Dataset entries:
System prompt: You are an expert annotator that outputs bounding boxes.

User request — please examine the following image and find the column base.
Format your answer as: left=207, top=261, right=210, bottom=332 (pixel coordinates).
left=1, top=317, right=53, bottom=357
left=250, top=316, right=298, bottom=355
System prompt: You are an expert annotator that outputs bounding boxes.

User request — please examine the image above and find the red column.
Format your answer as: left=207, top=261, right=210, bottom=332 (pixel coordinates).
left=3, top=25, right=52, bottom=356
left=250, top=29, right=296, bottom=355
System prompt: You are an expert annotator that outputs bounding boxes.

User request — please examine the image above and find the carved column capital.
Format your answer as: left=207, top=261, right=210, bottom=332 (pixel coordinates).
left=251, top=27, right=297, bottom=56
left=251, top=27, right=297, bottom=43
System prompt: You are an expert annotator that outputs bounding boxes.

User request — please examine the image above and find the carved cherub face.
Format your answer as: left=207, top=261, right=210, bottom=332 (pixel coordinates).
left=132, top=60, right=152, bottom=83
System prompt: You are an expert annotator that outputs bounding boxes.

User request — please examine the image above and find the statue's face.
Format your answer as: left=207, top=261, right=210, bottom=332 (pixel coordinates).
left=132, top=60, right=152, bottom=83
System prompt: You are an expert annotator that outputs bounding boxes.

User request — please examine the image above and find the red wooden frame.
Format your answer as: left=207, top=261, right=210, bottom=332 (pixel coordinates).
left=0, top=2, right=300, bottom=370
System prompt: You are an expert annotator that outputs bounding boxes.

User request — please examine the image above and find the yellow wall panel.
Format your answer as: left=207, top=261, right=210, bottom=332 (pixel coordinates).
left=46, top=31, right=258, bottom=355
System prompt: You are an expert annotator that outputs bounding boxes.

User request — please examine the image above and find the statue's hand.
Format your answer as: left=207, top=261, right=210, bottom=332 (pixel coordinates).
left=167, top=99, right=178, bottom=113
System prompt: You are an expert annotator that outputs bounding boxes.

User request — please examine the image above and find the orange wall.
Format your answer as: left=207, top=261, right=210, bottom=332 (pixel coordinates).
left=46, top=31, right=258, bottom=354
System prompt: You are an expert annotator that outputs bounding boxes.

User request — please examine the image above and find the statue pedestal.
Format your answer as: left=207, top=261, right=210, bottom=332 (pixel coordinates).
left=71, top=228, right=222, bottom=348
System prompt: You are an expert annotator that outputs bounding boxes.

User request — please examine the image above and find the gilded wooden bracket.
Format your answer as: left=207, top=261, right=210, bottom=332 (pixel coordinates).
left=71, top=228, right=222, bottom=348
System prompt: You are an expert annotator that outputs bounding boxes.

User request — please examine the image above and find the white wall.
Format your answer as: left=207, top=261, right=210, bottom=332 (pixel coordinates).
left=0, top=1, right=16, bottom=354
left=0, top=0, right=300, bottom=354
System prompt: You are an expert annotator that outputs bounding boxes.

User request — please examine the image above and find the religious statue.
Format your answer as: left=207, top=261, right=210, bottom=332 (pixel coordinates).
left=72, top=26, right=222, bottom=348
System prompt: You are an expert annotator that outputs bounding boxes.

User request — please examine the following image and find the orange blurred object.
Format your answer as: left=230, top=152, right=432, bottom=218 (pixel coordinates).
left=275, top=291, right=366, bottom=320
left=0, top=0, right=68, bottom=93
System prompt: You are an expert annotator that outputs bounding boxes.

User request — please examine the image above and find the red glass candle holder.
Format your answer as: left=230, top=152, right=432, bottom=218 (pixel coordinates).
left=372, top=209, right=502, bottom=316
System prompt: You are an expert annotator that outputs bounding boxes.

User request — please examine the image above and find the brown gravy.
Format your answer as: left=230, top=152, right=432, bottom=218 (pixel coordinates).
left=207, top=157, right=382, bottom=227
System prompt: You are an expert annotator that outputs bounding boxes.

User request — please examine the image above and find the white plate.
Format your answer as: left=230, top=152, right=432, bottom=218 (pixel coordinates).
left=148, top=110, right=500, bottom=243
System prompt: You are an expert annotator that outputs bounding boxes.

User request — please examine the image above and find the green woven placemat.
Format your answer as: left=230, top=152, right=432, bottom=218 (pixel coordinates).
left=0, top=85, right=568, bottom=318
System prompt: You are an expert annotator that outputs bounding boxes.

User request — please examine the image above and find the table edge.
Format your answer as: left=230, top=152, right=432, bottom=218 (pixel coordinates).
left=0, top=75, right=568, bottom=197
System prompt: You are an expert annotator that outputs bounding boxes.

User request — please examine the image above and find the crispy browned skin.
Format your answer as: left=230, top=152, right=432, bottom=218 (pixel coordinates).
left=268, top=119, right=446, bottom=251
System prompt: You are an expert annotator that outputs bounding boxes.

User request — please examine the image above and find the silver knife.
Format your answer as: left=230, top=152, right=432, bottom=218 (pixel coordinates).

Stated goal: Report each line above that contains the string "statue", matching case exactly, and copy each such line in full.

The completed task:
User request — please examine the image above and find the statue's face.
User request — please examine the image above and find the statue's hand.
User request — please examine the image above and find the statue pedestal.
User request — please examine the image above and find the religious statue.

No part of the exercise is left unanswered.